*WHAT IS REQUIRED*: Can you rewrite the rows below as a numbered list, leaving out any blank lines?

*DATA*:
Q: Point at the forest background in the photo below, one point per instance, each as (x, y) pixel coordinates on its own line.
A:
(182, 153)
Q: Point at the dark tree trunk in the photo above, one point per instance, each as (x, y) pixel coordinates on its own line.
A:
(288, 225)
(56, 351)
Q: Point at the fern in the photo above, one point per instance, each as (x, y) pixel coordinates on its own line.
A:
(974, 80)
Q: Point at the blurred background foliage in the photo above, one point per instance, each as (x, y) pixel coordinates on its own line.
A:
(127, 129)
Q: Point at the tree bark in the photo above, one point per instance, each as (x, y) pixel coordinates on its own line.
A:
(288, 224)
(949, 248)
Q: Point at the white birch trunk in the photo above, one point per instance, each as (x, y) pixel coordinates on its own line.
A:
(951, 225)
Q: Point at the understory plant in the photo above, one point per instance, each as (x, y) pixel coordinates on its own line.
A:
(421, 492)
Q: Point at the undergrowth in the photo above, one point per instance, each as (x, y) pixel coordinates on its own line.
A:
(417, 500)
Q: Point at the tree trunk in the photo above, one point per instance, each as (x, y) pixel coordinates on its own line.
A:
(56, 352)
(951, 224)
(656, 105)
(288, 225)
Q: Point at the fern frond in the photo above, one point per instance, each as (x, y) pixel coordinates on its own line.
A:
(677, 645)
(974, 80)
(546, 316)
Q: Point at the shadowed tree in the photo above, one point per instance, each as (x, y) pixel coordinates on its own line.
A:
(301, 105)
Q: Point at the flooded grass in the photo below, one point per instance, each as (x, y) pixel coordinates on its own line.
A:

*RESULT*:
1. Q: Point at the forest background in the photo below, one point per instance, each as (x, y) pixel coordinates on its own line.
2. A:
3. (182, 153)
4. Q: Point at the dark tree trunk in the photo above, one point per instance, each as (x, y) pixel coordinates on its own line.
5. A:
6. (288, 225)
7. (56, 351)
8. Q: Point at the fern in the photo above, one point per instance, each as (x, y) pixel coordinates on its own line.
9. A:
10. (974, 80)
11. Q: Point at the blurred background foliage in the photo above, one point per instance, each as (x, y) pixel coordinates on its own line.
12. A:
13. (127, 129)
14. Q: Point at the tree bark in the photo above, one point per instance, each as (x, y) pixel coordinates on its own line.
15. A:
16. (288, 224)
17. (949, 248)
18. Q: Point at the white birch trunk in the photo above, one point per instance, each as (x, y) pixel coordinates on its own line.
19. A:
20. (951, 225)
21. Q: Point at the understory plant in the photo above, one point per instance, each as (x, y) pixel coordinates on its own line.
22. A:
23. (421, 492)
24. Q: Point at the undergrowth in the photo above, one point per instance, each as (x, y) pixel coordinates on its own line.
25. A:
26. (417, 500)
27. Q: Point at the tree trunk in the photo above, one point per instance, each as (x, y) pixel coordinates on its own line.
28. A:
29. (56, 352)
30. (951, 224)
31. (656, 105)
32. (288, 225)
33. Q: Point at the fern frond in the photo above, one point per instance, each as (x, y) pixel coordinates on its own line.
34. A:
35. (677, 645)
36. (974, 80)
37. (546, 316)
38. Q: Point at the shadowed tree in the photo above, one point per instance, each as (x, y) pixel coordinates on its own line.
39. A:
40. (301, 105)
41. Q: Point at the flooded grass in the photo below, one point per instance, each as (x, y) pixel coordinates on its own line.
42. A:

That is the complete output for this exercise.